▶ [Input material]
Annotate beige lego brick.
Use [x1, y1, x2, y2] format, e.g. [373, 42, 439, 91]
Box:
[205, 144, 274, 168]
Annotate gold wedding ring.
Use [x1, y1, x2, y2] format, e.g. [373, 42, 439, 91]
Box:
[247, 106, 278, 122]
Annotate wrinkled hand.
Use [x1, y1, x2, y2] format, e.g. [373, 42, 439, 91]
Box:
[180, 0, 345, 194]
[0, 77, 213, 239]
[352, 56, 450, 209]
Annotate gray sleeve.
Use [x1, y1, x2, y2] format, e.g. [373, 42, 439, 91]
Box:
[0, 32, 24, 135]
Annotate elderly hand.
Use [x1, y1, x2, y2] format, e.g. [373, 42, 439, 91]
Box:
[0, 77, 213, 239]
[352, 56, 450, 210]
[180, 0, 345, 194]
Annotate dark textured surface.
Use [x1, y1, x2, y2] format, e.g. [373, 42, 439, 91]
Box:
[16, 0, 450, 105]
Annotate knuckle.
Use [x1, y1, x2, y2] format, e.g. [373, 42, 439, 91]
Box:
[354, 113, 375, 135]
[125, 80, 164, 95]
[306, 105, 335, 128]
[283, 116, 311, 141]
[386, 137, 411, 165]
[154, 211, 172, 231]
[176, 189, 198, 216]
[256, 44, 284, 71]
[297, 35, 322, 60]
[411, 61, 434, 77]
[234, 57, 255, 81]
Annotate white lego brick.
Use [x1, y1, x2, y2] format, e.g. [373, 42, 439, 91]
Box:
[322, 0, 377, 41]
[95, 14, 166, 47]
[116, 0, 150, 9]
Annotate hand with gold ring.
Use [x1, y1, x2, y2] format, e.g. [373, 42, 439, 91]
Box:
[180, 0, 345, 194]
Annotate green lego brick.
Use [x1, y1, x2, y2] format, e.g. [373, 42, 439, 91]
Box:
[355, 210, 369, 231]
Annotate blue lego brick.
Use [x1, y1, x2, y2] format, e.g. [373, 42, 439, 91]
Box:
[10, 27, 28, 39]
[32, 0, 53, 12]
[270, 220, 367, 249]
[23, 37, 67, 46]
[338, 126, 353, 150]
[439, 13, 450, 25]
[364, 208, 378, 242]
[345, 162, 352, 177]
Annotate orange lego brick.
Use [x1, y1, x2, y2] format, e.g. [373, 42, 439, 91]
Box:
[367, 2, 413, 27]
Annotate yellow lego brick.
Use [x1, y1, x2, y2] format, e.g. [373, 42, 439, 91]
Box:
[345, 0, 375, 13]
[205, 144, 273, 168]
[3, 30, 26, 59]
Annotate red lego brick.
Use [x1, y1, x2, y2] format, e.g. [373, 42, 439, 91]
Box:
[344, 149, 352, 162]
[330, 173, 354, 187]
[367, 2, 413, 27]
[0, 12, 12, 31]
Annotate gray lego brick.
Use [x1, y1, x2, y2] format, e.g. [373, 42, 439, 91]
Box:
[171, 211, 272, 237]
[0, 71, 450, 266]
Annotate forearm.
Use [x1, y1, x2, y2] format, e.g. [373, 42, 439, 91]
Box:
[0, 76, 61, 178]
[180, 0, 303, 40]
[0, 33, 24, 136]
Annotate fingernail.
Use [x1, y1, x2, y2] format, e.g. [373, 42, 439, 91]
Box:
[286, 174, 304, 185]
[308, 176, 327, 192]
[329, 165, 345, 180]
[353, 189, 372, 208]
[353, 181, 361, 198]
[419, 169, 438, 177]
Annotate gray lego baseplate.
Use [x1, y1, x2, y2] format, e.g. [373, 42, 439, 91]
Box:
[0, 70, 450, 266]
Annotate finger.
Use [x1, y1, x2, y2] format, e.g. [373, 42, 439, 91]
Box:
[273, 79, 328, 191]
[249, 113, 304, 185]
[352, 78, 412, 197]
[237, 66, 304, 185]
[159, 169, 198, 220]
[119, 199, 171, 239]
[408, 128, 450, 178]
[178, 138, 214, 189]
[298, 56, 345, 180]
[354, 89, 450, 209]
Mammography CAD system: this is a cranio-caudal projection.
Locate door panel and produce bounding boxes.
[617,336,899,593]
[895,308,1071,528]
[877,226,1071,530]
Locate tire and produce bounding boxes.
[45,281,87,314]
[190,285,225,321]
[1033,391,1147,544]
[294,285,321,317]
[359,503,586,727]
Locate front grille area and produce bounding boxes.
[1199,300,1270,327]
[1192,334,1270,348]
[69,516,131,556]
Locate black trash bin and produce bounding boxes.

▶ [Prompt] Write out all of the entries again, switching every "Annotate" to "Mark" and leaving everything else untouched.

▶ [Solution]
Mark beige lego brick.
Use [x1, y1, x2, y2] format, e.g. [373, 42, 439, 91]
Box:
[205, 144, 274, 168]
Mark gold wedding ring.
Use [x1, y1, x2, y2] format, e.g. [373, 42, 439, 91]
Box:
[247, 106, 278, 122]
Mark wrinkled hand.
Use [x1, y1, x2, y2] format, e.g. [373, 42, 439, 91]
Box:
[180, 0, 345, 194]
[0, 77, 213, 239]
[352, 56, 450, 209]
Mark gray sleeve.
Use [x1, y1, x2, y2] format, e.g. [373, 42, 439, 91]
Box:
[0, 32, 24, 135]
Mark elderly hand.
Use [x1, y1, x2, y2] format, e.g. [373, 42, 439, 91]
Box:
[0, 77, 213, 239]
[352, 56, 450, 210]
[180, 0, 345, 194]
Mark dark textured surface.
Use [x1, y1, x2, y2] format, e.g. [373, 42, 439, 91]
Box:
[16, 0, 450, 105]
Mark knuckle.
Use [x1, y1, x2, y2] format, e.g. [373, 42, 439, 91]
Box:
[354, 113, 375, 135]
[125, 80, 164, 95]
[306, 105, 335, 128]
[283, 116, 311, 141]
[386, 137, 411, 165]
[154, 211, 172, 231]
[176, 189, 198, 216]
[256, 44, 284, 71]
[297, 35, 322, 60]
[411, 61, 434, 77]
[234, 57, 255, 81]
Mark white lego brick.
Use [x1, y1, x2, y2] format, e.g. [373, 42, 439, 91]
Box:
[322, 0, 377, 41]
[95, 14, 166, 47]
[116, 0, 150, 9]
Mark hand with gold ring.
Use [x1, y1, x2, y2] format, e.g. [373, 42, 439, 91]
Box:
[180, 0, 345, 194]
Mark green lego brick.
Use [x1, y1, x2, y2] format, e.g. [373, 42, 439, 91]
Box:
[355, 210, 369, 231]
Mark blue lego brick.
Use [x1, y1, x2, y2] format, e.g. [373, 42, 439, 91]
Box:
[10, 27, 28, 39]
[32, 0, 53, 12]
[270, 220, 367, 249]
[23, 37, 67, 46]
[338, 126, 353, 150]
[439, 13, 450, 25]
[364, 208, 378, 242]
[345, 162, 352, 177]
Mark orange lego brick.
Use [x1, y1, x2, y2] format, e.g. [373, 42, 439, 91]
Box:
[367, 2, 413, 27]
Mark yellow lego brick.
Use [x1, y1, x2, y2] format, e.g. [373, 42, 439, 91]
Box:
[345, 0, 375, 13]
[205, 144, 273, 168]
[3, 30, 26, 59]
Mark red lego brick.
Use [x1, y1, x2, y2] format, e.g. [373, 42, 439, 91]
Box:
[344, 149, 352, 162]
[330, 173, 354, 187]
[367, 2, 413, 27]
[0, 12, 12, 31]
Mark gray lego brick.
Use [x1, y1, x2, y2] format, e.g. [373, 42, 439, 91]
Box:
[171, 211, 272, 237]
[0, 71, 450, 266]
Mark forearm.
Use [x1, y1, x2, y2] format, e.g. [373, 42, 439, 91]
Box:
[0, 76, 61, 178]
[180, 0, 303, 40]
[0, 33, 24, 136]
Mark fingernail.
Use [x1, y1, x2, y2] format, e.g. [373, 42, 439, 91]
Box:
[286, 174, 304, 185]
[308, 176, 327, 192]
[329, 165, 345, 180]
[353, 189, 372, 208]
[353, 181, 361, 198]
[419, 169, 438, 177]
Mark gray lego baseplate.
Use [x1, y1, x2, y2] format, e.g. [373, 42, 439, 91]
Box:
[0, 70, 450, 266]
Mark finger.
Use [x1, y1, x2, y2] format, e.g. [373, 42, 439, 91]
Box:
[273, 79, 328, 191]
[249, 113, 304, 185]
[352, 78, 412, 197]
[237, 66, 304, 185]
[159, 169, 198, 220]
[119, 199, 171, 239]
[408, 128, 450, 178]
[178, 138, 214, 189]
[298, 56, 345, 180]
[354, 89, 450, 209]
Mammography CAD system: this is a cranio-caudal projection.
Locate door panel and produce bounding boxes.
[617,336,899,593]
[895,308,1071,528]
[877,226,1071,530]
Locate tire and produce bounding boxes.
[45,281,87,314]
[190,285,225,321]
[1033,391,1147,544]
[294,285,321,317]
[359,503,586,727]
Locate front grille area and produce bounding boxes.
[1199,300,1270,327]
[1192,334,1270,348]
[69,516,131,556]
Locate black trash bin and produce bounding boxes.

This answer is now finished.